* Source data
====================
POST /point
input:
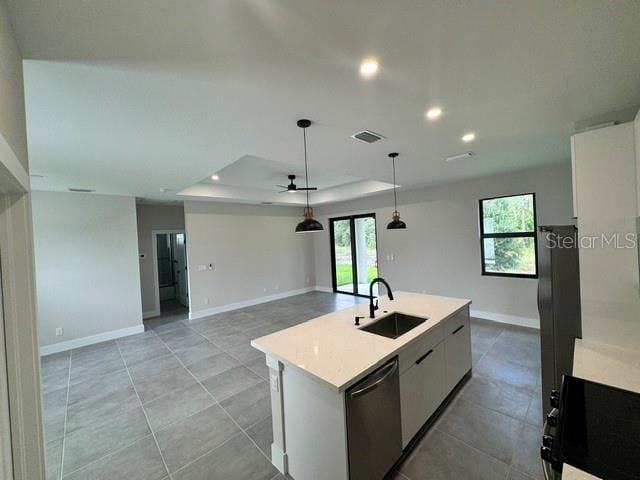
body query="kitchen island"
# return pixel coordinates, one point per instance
(313, 365)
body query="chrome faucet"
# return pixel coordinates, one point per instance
(372, 307)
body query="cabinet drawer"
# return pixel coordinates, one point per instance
(422, 390)
(457, 346)
(412, 352)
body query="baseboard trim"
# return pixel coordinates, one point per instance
(320, 288)
(84, 341)
(247, 303)
(151, 314)
(509, 319)
(279, 459)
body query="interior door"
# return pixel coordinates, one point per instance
(354, 253)
(180, 259)
(6, 460)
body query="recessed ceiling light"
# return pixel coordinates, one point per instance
(459, 156)
(434, 113)
(369, 67)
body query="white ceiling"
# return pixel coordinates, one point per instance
(130, 97)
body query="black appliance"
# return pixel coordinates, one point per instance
(558, 304)
(595, 428)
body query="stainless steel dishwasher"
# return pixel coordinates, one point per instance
(374, 436)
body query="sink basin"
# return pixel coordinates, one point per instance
(393, 325)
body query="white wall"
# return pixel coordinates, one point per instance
(87, 275)
(254, 250)
(439, 252)
(153, 217)
(12, 113)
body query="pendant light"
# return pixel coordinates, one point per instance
(309, 224)
(396, 223)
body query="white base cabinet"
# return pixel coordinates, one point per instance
(422, 389)
(457, 349)
(430, 370)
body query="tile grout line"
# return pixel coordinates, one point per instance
(217, 403)
(66, 413)
(144, 412)
(473, 448)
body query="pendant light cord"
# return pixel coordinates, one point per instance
(306, 171)
(395, 198)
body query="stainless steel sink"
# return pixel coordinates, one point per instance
(393, 325)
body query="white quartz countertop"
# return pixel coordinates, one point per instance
(333, 350)
(608, 364)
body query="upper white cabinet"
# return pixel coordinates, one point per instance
(606, 202)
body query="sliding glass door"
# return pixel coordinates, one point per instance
(354, 254)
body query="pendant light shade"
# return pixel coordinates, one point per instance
(396, 223)
(309, 224)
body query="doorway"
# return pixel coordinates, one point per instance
(170, 265)
(354, 253)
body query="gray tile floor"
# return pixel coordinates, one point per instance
(190, 400)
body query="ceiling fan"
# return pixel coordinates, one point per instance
(292, 188)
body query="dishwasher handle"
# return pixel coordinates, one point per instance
(376, 379)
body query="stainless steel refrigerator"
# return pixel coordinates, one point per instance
(558, 304)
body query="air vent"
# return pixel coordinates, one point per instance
(367, 136)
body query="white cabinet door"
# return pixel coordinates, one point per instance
(422, 389)
(457, 349)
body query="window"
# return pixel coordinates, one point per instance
(508, 236)
(354, 253)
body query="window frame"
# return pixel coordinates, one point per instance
(532, 234)
(354, 266)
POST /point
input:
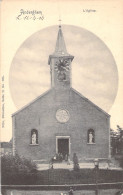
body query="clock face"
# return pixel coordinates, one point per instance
(62, 115)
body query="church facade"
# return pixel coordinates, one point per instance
(61, 121)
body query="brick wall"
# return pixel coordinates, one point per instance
(41, 115)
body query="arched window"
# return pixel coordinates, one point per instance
(91, 136)
(34, 136)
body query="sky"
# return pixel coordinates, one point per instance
(94, 38)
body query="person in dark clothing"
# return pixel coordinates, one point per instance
(75, 162)
(71, 191)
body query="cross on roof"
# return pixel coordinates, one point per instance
(60, 22)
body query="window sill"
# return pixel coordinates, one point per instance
(91, 143)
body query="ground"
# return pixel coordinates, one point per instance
(82, 192)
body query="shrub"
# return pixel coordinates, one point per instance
(16, 164)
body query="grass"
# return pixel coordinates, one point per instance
(61, 177)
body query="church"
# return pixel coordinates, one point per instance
(61, 121)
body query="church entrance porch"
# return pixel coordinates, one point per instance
(63, 146)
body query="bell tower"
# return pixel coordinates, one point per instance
(60, 64)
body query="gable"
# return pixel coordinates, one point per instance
(89, 102)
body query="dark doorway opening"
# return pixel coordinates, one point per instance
(63, 147)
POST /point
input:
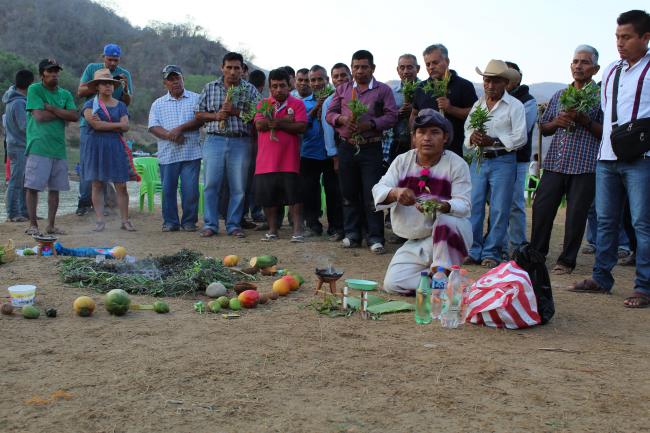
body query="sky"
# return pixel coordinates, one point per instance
(539, 36)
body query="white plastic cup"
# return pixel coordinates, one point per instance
(22, 295)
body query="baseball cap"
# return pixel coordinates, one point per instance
(171, 69)
(46, 64)
(112, 50)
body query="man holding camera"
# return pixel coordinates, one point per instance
(111, 56)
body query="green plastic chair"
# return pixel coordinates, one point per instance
(149, 171)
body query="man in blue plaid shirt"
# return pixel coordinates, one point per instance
(569, 166)
(172, 122)
(227, 148)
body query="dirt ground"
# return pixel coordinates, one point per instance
(284, 368)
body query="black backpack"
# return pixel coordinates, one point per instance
(534, 263)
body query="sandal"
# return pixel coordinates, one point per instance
(126, 225)
(560, 269)
(32, 231)
(588, 286)
(206, 233)
(269, 237)
(489, 263)
(54, 231)
(637, 300)
(238, 234)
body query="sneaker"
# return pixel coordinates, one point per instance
(311, 233)
(589, 249)
(629, 260)
(335, 237)
(349, 243)
(248, 225)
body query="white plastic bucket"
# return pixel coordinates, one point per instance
(22, 295)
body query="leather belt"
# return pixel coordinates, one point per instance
(489, 154)
(229, 134)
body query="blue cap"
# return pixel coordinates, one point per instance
(112, 50)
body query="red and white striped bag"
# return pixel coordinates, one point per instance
(503, 298)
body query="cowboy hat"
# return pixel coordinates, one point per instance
(102, 76)
(498, 68)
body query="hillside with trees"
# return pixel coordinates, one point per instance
(75, 31)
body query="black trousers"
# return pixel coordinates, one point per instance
(311, 171)
(580, 190)
(357, 175)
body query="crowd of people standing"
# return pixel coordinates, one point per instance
(372, 147)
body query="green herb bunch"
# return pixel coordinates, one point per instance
(478, 121)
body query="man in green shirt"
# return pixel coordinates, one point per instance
(48, 108)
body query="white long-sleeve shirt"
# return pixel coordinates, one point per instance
(508, 123)
(449, 181)
(627, 86)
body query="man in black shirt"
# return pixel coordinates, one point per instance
(460, 97)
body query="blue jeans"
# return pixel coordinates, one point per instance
(613, 180)
(496, 178)
(230, 157)
(592, 230)
(15, 203)
(188, 172)
(85, 186)
(516, 234)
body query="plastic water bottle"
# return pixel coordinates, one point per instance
(452, 299)
(438, 285)
(423, 300)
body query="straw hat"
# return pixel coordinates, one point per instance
(498, 68)
(102, 76)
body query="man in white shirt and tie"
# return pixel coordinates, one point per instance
(625, 92)
(505, 132)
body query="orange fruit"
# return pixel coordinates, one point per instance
(293, 282)
(230, 261)
(282, 287)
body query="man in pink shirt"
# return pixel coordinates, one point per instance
(277, 166)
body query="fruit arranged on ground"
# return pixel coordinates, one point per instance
(161, 307)
(224, 301)
(297, 276)
(269, 271)
(7, 309)
(216, 289)
(230, 261)
(281, 287)
(214, 306)
(262, 262)
(199, 307)
(242, 286)
(234, 304)
(117, 302)
(293, 282)
(30, 312)
(84, 306)
(249, 298)
(118, 252)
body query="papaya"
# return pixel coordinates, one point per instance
(30, 312)
(263, 261)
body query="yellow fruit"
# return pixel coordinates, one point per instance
(293, 282)
(230, 261)
(119, 252)
(282, 287)
(84, 306)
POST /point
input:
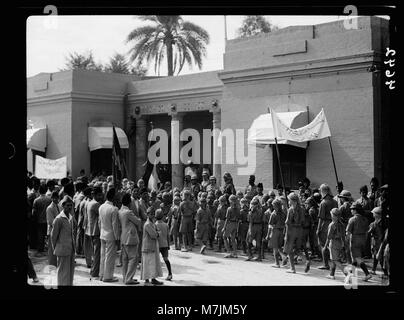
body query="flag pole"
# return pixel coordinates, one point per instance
(279, 159)
(333, 160)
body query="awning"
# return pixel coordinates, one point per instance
(36, 139)
(101, 138)
(261, 132)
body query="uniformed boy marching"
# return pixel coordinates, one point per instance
(255, 219)
(186, 210)
(376, 233)
(203, 220)
(276, 229)
(174, 217)
(336, 242)
(220, 218)
(356, 230)
(230, 227)
(243, 225)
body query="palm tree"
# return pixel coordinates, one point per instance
(180, 41)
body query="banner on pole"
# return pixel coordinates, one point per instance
(50, 169)
(315, 130)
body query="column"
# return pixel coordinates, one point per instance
(131, 125)
(217, 166)
(141, 147)
(177, 169)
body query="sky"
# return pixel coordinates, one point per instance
(51, 38)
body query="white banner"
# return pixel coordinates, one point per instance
(50, 169)
(315, 130)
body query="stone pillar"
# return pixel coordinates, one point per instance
(217, 166)
(177, 168)
(141, 146)
(131, 125)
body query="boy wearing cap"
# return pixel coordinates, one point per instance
(175, 222)
(356, 230)
(203, 221)
(276, 231)
(293, 223)
(186, 211)
(255, 219)
(212, 207)
(164, 240)
(205, 180)
(243, 226)
(62, 237)
(230, 227)
(220, 218)
(327, 203)
(336, 242)
(346, 214)
(376, 233)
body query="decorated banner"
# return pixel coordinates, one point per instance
(315, 130)
(50, 169)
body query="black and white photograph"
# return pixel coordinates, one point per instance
(209, 149)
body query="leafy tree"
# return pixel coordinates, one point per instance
(253, 25)
(83, 61)
(171, 37)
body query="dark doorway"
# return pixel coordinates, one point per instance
(293, 164)
(101, 160)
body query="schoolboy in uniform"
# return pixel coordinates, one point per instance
(164, 240)
(174, 218)
(356, 230)
(203, 220)
(336, 242)
(276, 231)
(186, 211)
(243, 225)
(376, 233)
(220, 218)
(230, 227)
(255, 219)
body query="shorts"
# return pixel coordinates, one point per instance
(164, 252)
(336, 250)
(292, 239)
(219, 228)
(255, 233)
(276, 239)
(202, 232)
(358, 246)
(231, 230)
(186, 225)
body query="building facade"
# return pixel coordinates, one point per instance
(303, 68)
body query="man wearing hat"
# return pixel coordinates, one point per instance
(62, 237)
(212, 187)
(186, 211)
(251, 186)
(230, 227)
(205, 179)
(195, 186)
(327, 203)
(356, 230)
(345, 210)
(376, 232)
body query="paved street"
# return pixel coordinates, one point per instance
(212, 269)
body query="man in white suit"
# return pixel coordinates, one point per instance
(109, 235)
(130, 225)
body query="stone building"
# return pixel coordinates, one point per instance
(295, 69)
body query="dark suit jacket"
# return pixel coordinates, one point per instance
(129, 225)
(93, 217)
(62, 235)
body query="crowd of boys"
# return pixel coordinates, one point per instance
(288, 224)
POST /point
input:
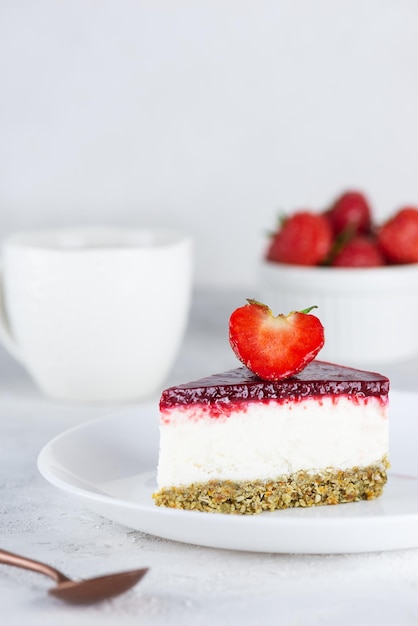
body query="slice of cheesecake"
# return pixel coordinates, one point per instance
(233, 443)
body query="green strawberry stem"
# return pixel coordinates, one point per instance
(309, 309)
(265, 306)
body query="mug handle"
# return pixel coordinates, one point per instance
(6, 337)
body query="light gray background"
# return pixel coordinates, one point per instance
(208, 116)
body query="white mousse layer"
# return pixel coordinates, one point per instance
(267, 440)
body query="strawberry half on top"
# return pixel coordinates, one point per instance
(274, 347)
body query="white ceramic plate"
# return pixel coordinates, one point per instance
(109, 465)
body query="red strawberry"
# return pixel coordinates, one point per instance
(350, 210)
(398, 236)
(274, 347)
(304, 238)
(361, 251)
====================
* Task details
When a line in the entries above contains "wearing", count it; please answer with the number only.

* Output for this task
2